**EXERCISE:** Reproduce the records starting with the line that contains "Can you find the blue" and going on through the line that contains "[[624, 684], [967, 570]]", requests included. Shift every x and y coordinate in the answers by adding 137 to it.
======
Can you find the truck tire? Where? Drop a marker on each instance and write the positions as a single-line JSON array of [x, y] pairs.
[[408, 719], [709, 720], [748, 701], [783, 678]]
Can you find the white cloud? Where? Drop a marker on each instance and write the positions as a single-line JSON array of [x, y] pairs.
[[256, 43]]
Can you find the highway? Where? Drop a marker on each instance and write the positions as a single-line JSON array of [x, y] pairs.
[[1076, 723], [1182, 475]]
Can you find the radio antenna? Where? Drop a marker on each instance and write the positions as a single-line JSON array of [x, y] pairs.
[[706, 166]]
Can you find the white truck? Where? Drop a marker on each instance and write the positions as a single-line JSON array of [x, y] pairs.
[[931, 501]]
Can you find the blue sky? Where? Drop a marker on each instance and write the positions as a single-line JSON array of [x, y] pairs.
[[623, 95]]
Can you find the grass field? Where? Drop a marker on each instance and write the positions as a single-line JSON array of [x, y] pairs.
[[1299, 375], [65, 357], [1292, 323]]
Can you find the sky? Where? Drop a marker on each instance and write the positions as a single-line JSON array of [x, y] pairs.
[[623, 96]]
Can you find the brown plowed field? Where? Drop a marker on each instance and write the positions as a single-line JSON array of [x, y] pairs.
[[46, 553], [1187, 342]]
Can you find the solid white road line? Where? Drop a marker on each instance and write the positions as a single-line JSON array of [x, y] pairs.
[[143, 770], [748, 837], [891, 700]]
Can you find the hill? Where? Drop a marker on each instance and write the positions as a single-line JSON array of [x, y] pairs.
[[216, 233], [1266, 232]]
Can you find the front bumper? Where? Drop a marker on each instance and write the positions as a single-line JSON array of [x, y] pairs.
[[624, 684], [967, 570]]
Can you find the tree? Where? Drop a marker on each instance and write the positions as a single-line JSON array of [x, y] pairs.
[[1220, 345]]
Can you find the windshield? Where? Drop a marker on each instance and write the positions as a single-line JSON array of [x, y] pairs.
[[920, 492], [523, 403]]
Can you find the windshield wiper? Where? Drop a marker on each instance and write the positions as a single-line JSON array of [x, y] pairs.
======
**ANSWER TO THIS PROBLEM:**
Can you find the blue sky? Where? Drop a marker on each instance and write the positions as a single-line JSON array of [x, y] pairs.
[[760, 232]]
Can you find the grass field? Where? Drop a marker on each instance and write the positions as a single-line JSON array of [x, y] pairs.
[[1436, 512], [202, 494], [1429, 460]]
Can you find the sky? Where? Drop a marker on each instance and write the positions as a single-line JSON array of [x, y] pairs.
[[760, 233]]
Can you find the brown plowed field? Where? Drop a marker on each instance and write the positions as a single-line JSON array of [x, y] pairs.
[[183, 690], [1324, 479]]
Can you find the solid white road line? Where? Drop a marker on each instance and write the positions as a single-line JSON array of [x, y] pairs.
[[280, 907], [885, 974], [1028, 837]]
Can you find the hill? Where? Drop a marker on each instance and write the positions as a single-line JSON array of [x, y] pairs.
[[353, 370], [1403, 369]]
Can you find the front bumper? Where? Drop a marker on each instance and write the positions as a single-line JSON array of [x, y] pairs.
[[761, 821], [1104, 707]]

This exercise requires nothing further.